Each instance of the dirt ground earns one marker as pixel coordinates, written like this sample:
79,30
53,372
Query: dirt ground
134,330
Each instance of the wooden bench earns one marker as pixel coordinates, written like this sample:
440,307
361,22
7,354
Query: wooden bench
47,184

Set exercise – Write the listing out again, exactly as it reads.

Task result –
Each instance of the dirt ground earns one marker as pixel coordinates, written like this sample:
79,30
53,372
Query: dirt ground
134,330
Each instance of the wooden bench earns one marker as pixel coordinates, written like this sample:
440,307
361,22
7,354
Query: wooden bench
47,184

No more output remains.